TEXTE SOURCE —
━━━━━━━━━━━━━━━━━━━━━━━━━━━━━━

Enfin, en termes de confort et de valorisation du temps de trajet, le train présente des avantages indéniables : sièges plus larges, distances entre les rangées de sièges plus longues, accès à internet, moins de temps d’attente avant et après le trajet…). La notion de « temps utile » est aussi maximisée lors d’un voyage en train par rapport à un voyage en avion grâce à un moyen de transport qui permet à ses usagers de se réapproprier leur temps de trajet pour travailler, discuter, lire, écouter de la musique ou se reposer. En effet, élaboré à partir de l’étude de « Travel Time Efficiency » menée par le cabinet EPSA en 2012, le comparateur de temps utile mis en place par la SNCF confirme que pour la plupart des trajets couverts par cette étude, le temps utile pour un usager est supérieur en train (80% du temps) qu’en avion (50%).

Les billets de train sont en moyenne 4 euros moins chers que ceux de l’avion sur les liaisons pouvant être parcourues en train en 4h.

UFC Que Choisir
TGV Duplex
Les rames Duplex ont, pour une même longueur, une capacité de transport supérieure de 133 places à celle des TGV Réseau


Faciliter l’intermodalité train-avion pour les voyageurs internationaux

De nombreux usagers empruntent les lignes aériennes métropolitaines pour rejoindre un hub aéroportuaire dans l’optique de se rendre à une destination européenne ou internationale. On pourrait donc penser que la suppression de ces lignes aériennes viendrait contraindre ces derniers tant en termes de praticité que de durée de correspondance. C’est notamment que ce qui a poussé l’Assemblée Nationale à introduire une dérogation à l’article 36 pour les liaisons où les passagers en correspondance avec une autre liaison aérienne sont majoritaires. Mais favoriser une intermodalité train-avion ne pourrait-il pas être une alternative pertinente à cette dérogation ?

Pour y répondre, le Réseau Action Climat a donc pris en compte dans son étude la facilité de la correspondance train-avion afin d’évaluer le potentiel de report modal des lignes aériennes intérieures sur le mode ferroviaire. Les résultats de l’analyse menée montrent que, pour les liaisons ferroviaires inférieures à 2h30 telles que Nantes-Paris ou Lyon-Marseille par exemple, le temps de trajet total dans le cadre d’un voyage intermodal est comparable ou inférieur à celui de l’avion. Cependant, au-delà de 2h30, le temps total de voyage est en faveur de l’avion.

Cependant, pour les auteurs de l’étude, l’intermodalité train-avion pourrait être améliorée pour les passagers en correspondance, notamment via la généralisation de la tarification combinée « Train-Air ». Cette offre combinée est actuellement développée par la SNCF et plusieurs compagnies aériennes sur toutes les liaisons concernées par cette interdiction afin de faciliter les voyages en correspondance.

━━━━━━━━━━━━━━━━━━━━━━━━━━━━━━

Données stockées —
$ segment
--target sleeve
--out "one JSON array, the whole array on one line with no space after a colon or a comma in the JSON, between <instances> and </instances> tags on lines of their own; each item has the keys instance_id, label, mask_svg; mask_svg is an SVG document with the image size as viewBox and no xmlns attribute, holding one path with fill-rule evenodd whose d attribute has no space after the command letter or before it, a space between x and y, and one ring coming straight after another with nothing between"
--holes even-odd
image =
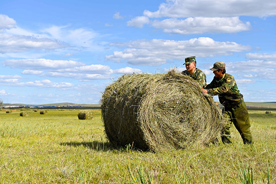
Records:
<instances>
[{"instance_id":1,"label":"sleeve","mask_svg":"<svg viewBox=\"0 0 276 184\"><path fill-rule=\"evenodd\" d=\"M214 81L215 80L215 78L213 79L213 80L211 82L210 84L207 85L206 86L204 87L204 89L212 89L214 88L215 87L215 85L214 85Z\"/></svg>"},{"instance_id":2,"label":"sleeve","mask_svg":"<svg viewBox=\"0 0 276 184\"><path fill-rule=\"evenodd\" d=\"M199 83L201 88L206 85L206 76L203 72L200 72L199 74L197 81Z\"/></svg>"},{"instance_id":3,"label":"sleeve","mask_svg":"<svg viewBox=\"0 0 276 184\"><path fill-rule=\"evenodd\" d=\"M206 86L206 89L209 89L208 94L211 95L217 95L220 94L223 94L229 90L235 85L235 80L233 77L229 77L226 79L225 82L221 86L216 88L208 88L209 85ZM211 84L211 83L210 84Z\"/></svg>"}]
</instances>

━━━━━━━━━━━━━━━━━━━━━━━━━━━━━━

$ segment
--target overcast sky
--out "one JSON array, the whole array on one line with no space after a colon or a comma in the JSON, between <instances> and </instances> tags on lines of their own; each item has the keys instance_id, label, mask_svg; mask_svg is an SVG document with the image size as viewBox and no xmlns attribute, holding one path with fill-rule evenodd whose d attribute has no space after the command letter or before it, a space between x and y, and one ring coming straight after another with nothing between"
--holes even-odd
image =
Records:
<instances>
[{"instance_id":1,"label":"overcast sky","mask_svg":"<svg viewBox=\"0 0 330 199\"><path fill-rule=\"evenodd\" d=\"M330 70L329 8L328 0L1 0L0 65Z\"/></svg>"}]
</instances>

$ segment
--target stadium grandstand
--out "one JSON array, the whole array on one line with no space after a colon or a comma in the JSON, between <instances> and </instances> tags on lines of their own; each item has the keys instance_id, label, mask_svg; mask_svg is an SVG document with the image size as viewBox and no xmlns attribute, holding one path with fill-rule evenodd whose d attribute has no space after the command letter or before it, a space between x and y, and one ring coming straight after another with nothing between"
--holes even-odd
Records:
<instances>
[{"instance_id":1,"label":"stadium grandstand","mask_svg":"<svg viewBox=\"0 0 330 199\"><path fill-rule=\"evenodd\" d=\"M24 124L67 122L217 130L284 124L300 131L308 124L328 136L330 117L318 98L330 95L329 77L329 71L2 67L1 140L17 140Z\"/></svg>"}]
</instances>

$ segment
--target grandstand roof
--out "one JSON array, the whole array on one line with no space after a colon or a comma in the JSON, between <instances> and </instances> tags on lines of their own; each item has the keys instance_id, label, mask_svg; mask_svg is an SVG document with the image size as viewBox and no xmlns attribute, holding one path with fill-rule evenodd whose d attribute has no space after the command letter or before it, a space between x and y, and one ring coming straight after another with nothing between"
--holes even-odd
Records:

━━━━━━━━━━━━━━━━━━━━━━━━━━━━━━

SÉRIE D'EXERCICES —
a. Recopiez à l'identique le passage du texte source allant de « Faciliter l’intermodalité train-avion » jusqu'à « cette dérogation ? » inclus.
b. Pour chacune des affirmations suivantes, dites si elle concorde avec le texte source en répondant par oui ou par non, puis citez mot pour mot les termes décisifs du texte : (i) sur les liaisons pouvant être parcourues en train en 4h, les billets de train coûtent en moyenne 4 euros de moins que ceux de l'avion ; (ii) au-delà de 2h30, le temps total d'un voyage intermodal est en faveur du train ; (iii) à longueur égale, les rames Duplex transportent 133 places de plus que les TGV Réseau.
Les données forment un ensemble distinct du texte source.

CORRIGÉ DES EXERCICES —
a.
Faciliter l’intermodalité train-avion pour les voyageurs internationaux

De nombreux usagers empruntent les lignes aériennes métropolitaines pour rejoindre un hub aéroportuaire dans l’optique de se rendre à une destination européenne ou internationale. On pourrait donc penser que la suppression de ces lignes aériennes viendrait contraindre ces derniers tant en termes de praticité que de durée de correspondance. C’est notamment que ce qui a poussé l’Assemblée Nationale à introduire une dérogation à l’article 36 pour les liaisons où les passagers en correspondance avec une autre liaison aérienne sont majoritaires. Mais favoriser une intermodalité train-avion ne pourrait-il pas être une alternative pertinente à cette dérogation ?

b.
(i) Oui : « Les billets de train sont en moyenne 4 euros moins chers que ceux de l’avion sur les liaisons pouvant être parcourues en train en 4h. »
(ii) Non : « au-delà de 2h30, le temps total de voyage est en faveur de l’avion ».
(iii) Oui : « Les rames Duplex ont, pour une même longueur, une capacité de transport supérieure de 133 places à celle des TGV Réseau ».